• DATASET ENTRIES
Content starts

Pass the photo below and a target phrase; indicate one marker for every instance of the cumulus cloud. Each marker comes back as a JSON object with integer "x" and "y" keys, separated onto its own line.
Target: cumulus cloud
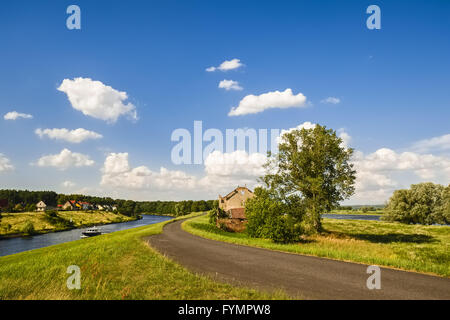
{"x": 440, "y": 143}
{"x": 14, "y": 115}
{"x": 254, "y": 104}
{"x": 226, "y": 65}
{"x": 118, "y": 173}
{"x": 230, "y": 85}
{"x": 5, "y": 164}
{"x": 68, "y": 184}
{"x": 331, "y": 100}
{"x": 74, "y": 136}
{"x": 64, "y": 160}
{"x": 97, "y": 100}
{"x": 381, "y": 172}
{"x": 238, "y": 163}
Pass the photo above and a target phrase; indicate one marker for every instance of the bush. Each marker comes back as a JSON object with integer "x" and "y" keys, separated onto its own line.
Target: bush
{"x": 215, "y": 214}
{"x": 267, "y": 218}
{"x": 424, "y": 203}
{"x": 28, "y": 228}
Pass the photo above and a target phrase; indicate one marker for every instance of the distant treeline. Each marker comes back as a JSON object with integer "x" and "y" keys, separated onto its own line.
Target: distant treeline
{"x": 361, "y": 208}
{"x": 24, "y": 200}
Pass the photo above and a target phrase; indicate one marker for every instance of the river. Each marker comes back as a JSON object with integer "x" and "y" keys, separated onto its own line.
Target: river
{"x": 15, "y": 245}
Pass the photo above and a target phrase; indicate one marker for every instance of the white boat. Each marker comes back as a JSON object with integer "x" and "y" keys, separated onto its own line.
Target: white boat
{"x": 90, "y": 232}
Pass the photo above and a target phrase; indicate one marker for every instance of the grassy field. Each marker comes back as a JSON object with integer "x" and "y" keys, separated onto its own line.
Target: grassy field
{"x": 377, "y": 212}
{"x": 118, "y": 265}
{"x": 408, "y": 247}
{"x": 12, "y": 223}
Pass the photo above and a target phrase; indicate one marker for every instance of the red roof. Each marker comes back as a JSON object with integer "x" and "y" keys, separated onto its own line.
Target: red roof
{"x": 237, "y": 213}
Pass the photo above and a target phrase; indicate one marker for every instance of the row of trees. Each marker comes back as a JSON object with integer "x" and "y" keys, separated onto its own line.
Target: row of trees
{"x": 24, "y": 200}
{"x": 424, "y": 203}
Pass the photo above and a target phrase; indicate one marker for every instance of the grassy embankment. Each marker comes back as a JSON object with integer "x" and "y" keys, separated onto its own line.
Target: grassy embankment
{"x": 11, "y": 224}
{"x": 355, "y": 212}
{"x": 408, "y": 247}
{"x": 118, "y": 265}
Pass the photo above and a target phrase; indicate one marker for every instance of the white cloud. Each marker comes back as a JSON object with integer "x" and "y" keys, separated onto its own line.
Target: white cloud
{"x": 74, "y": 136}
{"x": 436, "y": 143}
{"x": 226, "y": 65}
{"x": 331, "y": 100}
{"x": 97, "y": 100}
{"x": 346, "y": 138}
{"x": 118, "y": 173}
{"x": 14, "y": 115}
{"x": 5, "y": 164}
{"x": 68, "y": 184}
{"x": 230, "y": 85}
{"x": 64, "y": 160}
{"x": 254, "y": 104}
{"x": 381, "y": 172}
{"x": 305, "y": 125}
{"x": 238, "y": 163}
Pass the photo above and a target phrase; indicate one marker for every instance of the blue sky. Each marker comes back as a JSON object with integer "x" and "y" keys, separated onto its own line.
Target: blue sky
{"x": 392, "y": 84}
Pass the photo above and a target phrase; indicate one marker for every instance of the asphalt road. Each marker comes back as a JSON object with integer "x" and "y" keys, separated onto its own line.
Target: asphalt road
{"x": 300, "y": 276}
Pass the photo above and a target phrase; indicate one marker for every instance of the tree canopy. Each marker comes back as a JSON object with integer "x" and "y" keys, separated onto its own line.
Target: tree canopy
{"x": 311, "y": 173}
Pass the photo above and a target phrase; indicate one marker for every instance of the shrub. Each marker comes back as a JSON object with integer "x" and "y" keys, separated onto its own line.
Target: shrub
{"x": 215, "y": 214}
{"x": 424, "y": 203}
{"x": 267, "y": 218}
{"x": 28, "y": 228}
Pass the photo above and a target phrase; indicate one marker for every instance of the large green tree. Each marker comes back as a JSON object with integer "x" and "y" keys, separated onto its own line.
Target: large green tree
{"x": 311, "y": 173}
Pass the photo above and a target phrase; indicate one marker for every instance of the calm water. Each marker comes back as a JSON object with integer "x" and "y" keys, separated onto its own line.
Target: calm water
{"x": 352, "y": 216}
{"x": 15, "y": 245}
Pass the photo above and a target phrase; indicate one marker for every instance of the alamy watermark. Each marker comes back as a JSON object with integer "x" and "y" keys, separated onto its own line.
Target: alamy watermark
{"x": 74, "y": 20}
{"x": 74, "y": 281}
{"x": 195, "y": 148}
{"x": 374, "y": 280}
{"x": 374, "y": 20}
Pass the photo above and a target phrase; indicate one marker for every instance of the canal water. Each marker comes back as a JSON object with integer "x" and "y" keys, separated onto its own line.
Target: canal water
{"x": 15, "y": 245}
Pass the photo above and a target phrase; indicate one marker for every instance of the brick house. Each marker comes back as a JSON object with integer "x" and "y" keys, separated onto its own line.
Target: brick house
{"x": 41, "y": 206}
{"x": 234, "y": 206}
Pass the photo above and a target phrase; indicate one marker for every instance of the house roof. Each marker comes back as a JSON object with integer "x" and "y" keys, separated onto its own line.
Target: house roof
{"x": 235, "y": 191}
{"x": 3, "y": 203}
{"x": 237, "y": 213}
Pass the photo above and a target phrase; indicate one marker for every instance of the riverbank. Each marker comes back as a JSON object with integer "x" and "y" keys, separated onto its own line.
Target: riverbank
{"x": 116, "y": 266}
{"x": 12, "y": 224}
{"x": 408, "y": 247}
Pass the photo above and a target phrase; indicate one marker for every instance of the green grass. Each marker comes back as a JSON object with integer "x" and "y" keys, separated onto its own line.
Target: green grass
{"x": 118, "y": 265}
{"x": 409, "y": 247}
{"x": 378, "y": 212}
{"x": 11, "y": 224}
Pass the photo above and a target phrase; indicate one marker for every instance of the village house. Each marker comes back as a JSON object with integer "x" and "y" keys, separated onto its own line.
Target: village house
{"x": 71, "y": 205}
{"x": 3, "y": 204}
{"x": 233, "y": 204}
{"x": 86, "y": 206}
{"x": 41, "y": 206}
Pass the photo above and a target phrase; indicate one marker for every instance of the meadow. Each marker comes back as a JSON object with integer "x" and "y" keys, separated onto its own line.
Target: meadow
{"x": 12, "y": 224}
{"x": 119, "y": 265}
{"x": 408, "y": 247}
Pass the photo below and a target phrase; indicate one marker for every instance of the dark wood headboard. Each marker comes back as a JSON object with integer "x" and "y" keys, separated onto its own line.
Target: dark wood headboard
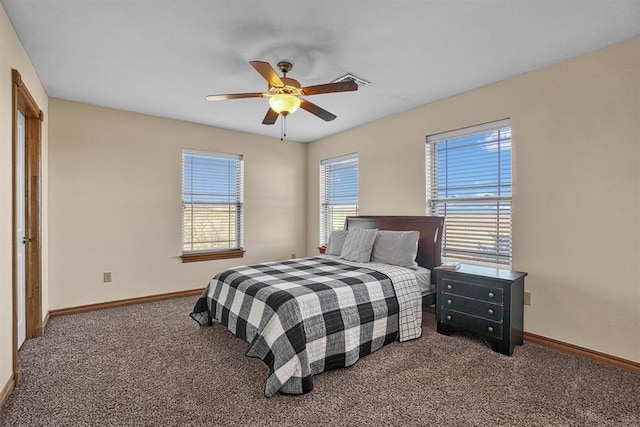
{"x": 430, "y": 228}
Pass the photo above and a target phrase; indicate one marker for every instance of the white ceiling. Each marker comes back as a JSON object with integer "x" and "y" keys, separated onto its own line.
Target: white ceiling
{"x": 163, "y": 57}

Content ends
Content starts

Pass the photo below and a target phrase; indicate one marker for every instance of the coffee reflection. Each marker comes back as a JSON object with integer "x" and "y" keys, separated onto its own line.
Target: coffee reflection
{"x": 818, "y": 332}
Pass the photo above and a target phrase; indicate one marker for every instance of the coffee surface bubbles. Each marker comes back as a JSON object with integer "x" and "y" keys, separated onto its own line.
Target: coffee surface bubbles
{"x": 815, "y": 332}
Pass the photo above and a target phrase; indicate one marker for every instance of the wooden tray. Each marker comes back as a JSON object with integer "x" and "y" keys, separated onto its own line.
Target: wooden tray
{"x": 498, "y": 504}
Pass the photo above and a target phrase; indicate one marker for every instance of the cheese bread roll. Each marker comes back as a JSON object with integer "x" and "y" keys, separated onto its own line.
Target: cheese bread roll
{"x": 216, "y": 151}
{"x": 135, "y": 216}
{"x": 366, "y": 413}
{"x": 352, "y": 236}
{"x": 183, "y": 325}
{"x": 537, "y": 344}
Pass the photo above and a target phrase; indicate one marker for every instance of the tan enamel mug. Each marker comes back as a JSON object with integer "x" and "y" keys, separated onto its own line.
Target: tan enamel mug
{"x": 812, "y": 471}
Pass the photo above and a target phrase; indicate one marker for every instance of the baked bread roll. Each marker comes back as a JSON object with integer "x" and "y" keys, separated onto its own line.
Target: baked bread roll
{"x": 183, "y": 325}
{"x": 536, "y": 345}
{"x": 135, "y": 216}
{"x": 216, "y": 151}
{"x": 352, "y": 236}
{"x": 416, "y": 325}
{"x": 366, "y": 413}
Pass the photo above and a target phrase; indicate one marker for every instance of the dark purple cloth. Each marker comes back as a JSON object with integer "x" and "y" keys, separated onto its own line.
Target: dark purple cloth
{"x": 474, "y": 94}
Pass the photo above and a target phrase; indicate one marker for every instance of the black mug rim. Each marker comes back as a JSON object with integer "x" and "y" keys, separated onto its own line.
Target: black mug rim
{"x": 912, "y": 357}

Content ends
Content starts

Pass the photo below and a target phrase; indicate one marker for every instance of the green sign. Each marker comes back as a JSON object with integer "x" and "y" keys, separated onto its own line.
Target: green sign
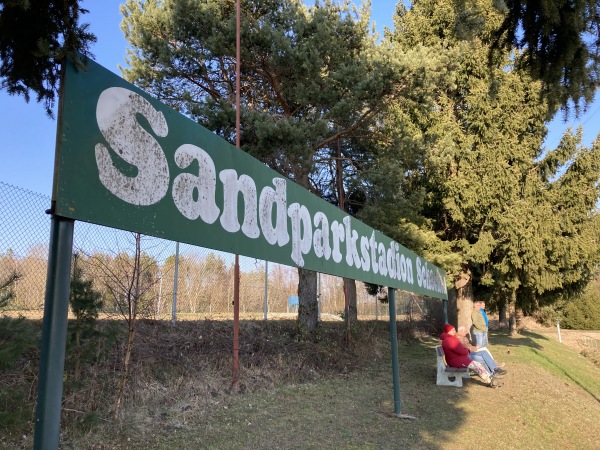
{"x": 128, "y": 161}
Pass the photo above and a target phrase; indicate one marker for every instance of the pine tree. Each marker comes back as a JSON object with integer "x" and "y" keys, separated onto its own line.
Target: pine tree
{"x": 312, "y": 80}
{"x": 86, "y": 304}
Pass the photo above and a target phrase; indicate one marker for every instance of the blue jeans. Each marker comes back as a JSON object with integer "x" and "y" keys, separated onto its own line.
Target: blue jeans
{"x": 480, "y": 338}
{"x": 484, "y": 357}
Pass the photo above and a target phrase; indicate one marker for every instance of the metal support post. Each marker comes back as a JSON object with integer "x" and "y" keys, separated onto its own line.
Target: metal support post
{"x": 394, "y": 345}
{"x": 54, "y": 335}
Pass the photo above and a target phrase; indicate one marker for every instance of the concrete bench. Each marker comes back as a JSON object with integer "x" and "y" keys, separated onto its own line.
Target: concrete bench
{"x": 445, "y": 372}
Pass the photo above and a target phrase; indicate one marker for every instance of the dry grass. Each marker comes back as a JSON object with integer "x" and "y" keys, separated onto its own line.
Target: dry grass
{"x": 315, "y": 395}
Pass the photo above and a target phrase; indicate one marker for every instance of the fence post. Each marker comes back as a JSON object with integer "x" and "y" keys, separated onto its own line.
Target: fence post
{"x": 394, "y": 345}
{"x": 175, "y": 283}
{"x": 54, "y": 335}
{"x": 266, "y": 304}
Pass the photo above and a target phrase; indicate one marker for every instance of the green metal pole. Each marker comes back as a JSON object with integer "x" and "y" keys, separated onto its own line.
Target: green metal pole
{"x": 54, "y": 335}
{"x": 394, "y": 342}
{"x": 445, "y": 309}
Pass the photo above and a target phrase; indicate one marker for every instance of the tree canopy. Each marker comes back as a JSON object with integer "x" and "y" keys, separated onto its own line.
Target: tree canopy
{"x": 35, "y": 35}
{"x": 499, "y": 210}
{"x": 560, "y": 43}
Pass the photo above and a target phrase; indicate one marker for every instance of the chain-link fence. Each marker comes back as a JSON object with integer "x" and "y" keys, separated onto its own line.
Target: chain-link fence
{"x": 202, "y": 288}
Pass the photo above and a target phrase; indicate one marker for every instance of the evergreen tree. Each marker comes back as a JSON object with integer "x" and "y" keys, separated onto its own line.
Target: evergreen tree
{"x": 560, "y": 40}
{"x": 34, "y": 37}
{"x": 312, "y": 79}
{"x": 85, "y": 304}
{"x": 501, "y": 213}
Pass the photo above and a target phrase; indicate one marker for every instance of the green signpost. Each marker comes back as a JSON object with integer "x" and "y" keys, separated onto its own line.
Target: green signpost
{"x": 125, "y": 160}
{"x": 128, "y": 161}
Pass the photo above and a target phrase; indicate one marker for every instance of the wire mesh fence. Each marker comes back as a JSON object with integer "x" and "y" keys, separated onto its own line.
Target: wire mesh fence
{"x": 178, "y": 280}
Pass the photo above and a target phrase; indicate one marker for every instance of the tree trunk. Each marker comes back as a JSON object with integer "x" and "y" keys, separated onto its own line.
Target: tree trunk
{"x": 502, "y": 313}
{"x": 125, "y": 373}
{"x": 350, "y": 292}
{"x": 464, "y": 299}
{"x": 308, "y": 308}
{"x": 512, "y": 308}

Content ends

Find "below" in the data above. Report each line where it appears.

Pass the photo below and a target phrase; indicate one marker for every instance of the cumulus cloud. Each marker comes back as a JSON object with integer "x" and "y" keys, separated onto its own line.
Pass the photo below and a target phrase; indicate one marker for every instance of the dark wood headboard. Each marker comes back as a JSON object with integer "x" and "y" keys, separated onto its own line.
Pass the photo below and a target phrase; indicate one marker for every instance of the coffee reflection. Each marker comes back as a JSON object with integer "x" and "y" keys, separated onto its own line.
Pass the photo below and a target phrase; indicate one marker for every instance of the green sign. Each marker comes back as a JSON object with integer "x" and "y" keys, separated onto its own line.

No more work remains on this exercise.